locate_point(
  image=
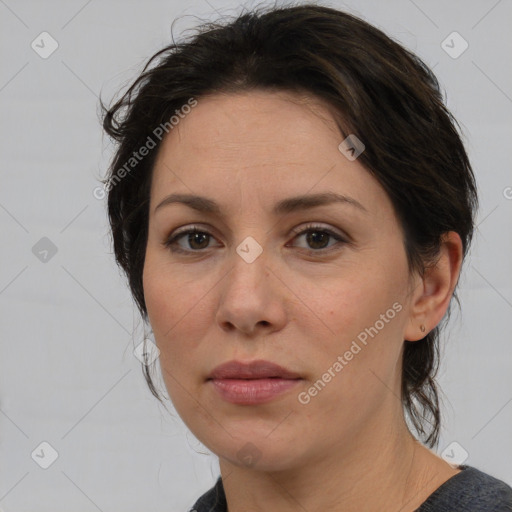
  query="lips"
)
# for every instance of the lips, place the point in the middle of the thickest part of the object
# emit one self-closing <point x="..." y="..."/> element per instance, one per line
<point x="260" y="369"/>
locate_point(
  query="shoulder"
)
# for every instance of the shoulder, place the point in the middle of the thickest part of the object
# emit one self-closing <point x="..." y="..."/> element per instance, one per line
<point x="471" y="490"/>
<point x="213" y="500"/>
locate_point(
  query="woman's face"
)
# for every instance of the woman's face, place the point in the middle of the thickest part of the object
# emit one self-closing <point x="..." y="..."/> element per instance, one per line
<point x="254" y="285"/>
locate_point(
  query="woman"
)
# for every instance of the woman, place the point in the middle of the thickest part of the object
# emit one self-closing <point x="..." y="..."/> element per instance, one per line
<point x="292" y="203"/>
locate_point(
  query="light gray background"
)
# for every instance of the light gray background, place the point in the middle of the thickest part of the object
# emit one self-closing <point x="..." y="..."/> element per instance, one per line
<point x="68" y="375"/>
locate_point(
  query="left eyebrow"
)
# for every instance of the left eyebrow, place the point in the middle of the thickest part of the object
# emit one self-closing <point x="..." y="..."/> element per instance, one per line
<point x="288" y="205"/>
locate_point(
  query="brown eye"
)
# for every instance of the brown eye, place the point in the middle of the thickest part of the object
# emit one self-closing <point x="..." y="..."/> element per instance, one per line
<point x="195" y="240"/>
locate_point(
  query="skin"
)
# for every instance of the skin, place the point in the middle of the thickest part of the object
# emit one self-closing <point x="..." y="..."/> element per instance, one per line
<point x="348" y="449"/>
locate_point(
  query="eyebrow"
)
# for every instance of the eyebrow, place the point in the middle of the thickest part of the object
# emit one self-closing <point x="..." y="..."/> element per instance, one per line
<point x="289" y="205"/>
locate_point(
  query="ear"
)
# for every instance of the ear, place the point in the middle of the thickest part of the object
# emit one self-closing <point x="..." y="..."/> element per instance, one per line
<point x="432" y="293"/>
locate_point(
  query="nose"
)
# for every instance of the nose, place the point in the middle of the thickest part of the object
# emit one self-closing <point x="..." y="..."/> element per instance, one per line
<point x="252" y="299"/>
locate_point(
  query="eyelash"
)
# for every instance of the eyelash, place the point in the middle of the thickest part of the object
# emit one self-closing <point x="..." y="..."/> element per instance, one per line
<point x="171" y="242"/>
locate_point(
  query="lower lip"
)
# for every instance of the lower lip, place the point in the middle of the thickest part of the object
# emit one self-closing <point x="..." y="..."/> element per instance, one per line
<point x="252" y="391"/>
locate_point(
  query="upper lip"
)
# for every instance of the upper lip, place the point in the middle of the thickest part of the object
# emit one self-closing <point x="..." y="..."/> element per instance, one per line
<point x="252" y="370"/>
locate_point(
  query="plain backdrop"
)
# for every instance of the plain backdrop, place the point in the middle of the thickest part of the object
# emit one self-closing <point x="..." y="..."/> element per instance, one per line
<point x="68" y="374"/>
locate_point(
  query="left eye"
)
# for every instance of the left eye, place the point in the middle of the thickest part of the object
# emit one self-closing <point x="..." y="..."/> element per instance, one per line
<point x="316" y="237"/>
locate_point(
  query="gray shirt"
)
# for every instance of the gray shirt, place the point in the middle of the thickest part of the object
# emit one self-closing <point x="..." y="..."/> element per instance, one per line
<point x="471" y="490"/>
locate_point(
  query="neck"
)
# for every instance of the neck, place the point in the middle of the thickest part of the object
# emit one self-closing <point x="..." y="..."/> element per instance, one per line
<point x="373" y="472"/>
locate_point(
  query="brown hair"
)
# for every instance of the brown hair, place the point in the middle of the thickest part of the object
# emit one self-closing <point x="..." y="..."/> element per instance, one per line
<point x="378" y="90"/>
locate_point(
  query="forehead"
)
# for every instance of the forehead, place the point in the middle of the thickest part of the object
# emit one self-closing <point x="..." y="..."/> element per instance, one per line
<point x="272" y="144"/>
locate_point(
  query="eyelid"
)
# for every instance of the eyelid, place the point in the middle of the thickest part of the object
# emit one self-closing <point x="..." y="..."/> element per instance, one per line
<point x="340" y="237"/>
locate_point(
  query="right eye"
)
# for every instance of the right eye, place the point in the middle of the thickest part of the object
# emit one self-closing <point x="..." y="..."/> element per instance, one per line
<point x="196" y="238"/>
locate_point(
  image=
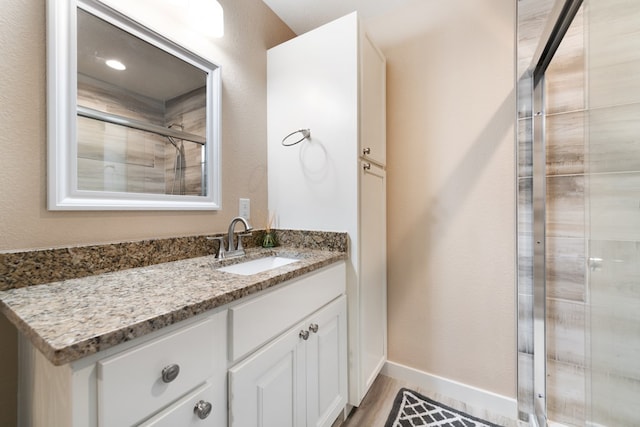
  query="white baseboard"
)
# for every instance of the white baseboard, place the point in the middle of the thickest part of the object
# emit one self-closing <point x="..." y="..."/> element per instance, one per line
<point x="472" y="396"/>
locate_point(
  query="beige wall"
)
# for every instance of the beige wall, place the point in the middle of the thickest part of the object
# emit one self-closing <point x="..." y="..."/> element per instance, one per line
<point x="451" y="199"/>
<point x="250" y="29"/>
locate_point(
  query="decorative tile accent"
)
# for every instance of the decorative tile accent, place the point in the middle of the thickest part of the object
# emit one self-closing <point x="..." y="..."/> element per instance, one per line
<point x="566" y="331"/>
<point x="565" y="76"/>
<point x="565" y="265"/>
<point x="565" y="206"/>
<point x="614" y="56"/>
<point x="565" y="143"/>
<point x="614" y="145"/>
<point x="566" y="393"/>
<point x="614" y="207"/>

........

What you should do: Repeat the entries exactly and keep the pictures out of the copy.

Output of the task:
locate_point(
  image=
  query="lips"
)
# for every instance of the lips, place the point in the middle of the thickest part of the object
# emit one self-closing <point x="..." y="..."/> element per instance, one per line
<point x="260" y="369"/>
locate_point(
  query="shoulder"
)
# for every instance of the shoulder, place the point in the middle of the thickest part of the object
# emit one self-closing <point x="..." y="..."/> element per instance, one per line
<point x="471" y="490"/>
<point x="213" y="500"/>
locate_point(
  query="woman's face"
)
# for every instance of the woman's face, place the point in the middle of the thickest part of the object
# emit one self-closing <point x="..." y="..."/> element per instance, one per line
<point x="254" y="285"/>
locate_point(
  query="woman"
)
# for every instance of the woman, place the point in the middle of the thickest part of the object
# emit one self-closing <point x="..." y="..."/> element per instance, one per line
<point x="292" y="203"/>
locate_point(
  query="light gray background"
)
# for every instance of the light gray background, place the point in the middle of the thickest part of the object
# emit one self-closing <point x="..." y="..."/> element per instance, one per line
<point x="68" y="375"/>
locate_point(
  query="left eyebrow"
)
# for every instance of the left eyebrow, place the point in the middle of the thickest part of the object
# emit one self-closing <point x="..." y="..."/> element per instance, one per line
<point x="288" y="205"/>
locate_point(
  query="brown eye"
)
# for every instance of the brown eye, place the point in the middle of the thickest part of the object
# emit one self-closing <point x="..." y="..."/> element per instance, one per line
<point x="195" y="240"/>
locate_point(
  query="skin"
)
# for every instance of the skin, place the point in the middle of the thickest part of the object
# emit one self-closing <point x="..." y="..."/> element per instance, one per line
<point x="348" y="449"/>
locate_point(
  query="eyebrow"
)
# for every instance of the eyebrow, place the point in the middle of the thickest part of the object
# emit one self-closing <point x="..." y="..."/> element per instance, one per line
<point x="289" y="205"/>
locate_point(
  query="ear"
)
# for every instance of the ear, place the point in the middle of the thickest part of the object
# emit one self-closing <point x="..." y="..."/> element per instance, one per line
<point x="432" y="293"/>
locate_point(
  query="nose"
)
# for every instance of the nose, place the point in the middle of the thickest part of the object
# emit one self-closing <point x="..." y="..."/> element per instance, one per line
<point x="252" y="299"/>
locate_point(
  query="eyelash"
)
# for every instance of the eyelash, place the point in the middle of the thickest part of the object
# emit one self-closing <point x="..." y="..."/> element per instance, one per line
<point x="171" y="242"/>
locate_point(
  query="lower lip"
)
# for every instance of the lower lip, place the point in the middle of the thickest part of the object
# emit one self-closing <point x="..." y="..."/> element per instance, one per line
<point x="252" y="391"/>
locate_point(
  query="upper lip"
)
# for every instance of the upper lip, place the point in the middle of the thickest part of the object
# emit one self-closing <point x="..." y="..."/> element per instance, one per line
<point x="252" y="370"/>
locate_point(
  query="plain backdrop"
)
# for every instance of the plain backdrop, place the point in the middle of the thickest part of the object
# emit one self-closing <point x="..." y="..."/> element per instance, one per line
<point x="68" y="374"/>
locate_point(
  query="left eye"
)
# for every instance of the left eye, place the point in the middle of the thickest part of the object
# emit one self-closing <point x="..." y="..."/> element per instance, one per line
<point x="316" y="237"/>
locate_point(
  query="gray shirt"
)
# for every instance of the gray shirt, place the point in the middle of the thickest part of the object
# emit one self-closing <point x="..." y="..."/> element per instance, one per line
<point x="471" y="490"/>
locate_point(
  query="neck"
)
# for every instance of the neck, place the point in the middle of the thickest part of the object
# emit one self-closing <point x="..." y="..."/> element per instance, one per line
<point x="373" y="472"/>
locate_point(
  query="brown hair"
)
# for every instance of the brown hair, place the point in the middle of the thickest part of the object
# emit one self-closing <point x="..." y="..."/> element per instance, one per line
<point x="378" y="90"/>
locate_point(
  query="forehead"
)
# for every instance of the forehead, place the point in the middle of the thickest part of the object
# emit one self-closing <point x="..." y="..."/> element per instance, one per line
<point x="272" y="144"/>
locate_point(
  query="eyelid"
)
# for every instance of the eyelid, place the point in the middle of the thickest part of the object
# emit one self-closing <point x="..." y="..."/> element per instance, one per line
<point x="340" y="237"/>
locate_point(
  query="right eye"
)
# for every instance of the right eye, place the point in the middle of the thickest part of the object
# emit one self-closing <point x="..." y="..."/> element per instance, one per line
<point x="196" y="238"/>
locate_point(
  image=
  query="white baseboard"
)
# for every instance of the white baseboard, place the point in the middle of the thickest part of the object
# emit one self-closing <point x="..." y="..."/> element per instance, one per line
<point x="472" y="396"/>
locate_point(
  query="beige wall"
)
# for every instance of the beige wall, place the point in the middle of the thickest part of the object
# emit one self-closing <point x="..." y="..."/> element per instance, one per line
<point x="451" y="199"/>
<point x="250" y="29"/>
locate_point(
  query="decorative tile accent"
)
# for every instance of the decorative tile accent, place the point in the middle of the thickest part of the object
# emit one self-closing <point x="..." y="..."/> element per instance, one per line
<point x="566" y="331"/>
<point x="565" y="76"/>
<point x="565" y="265"/>
<point x="565" y="206"/>
<point x="614" y="56"/>
<point x="565" y="143"/>
<point x="614" y="145"/>
<point x="566" y="393"/>
<point x="614" y="207"/>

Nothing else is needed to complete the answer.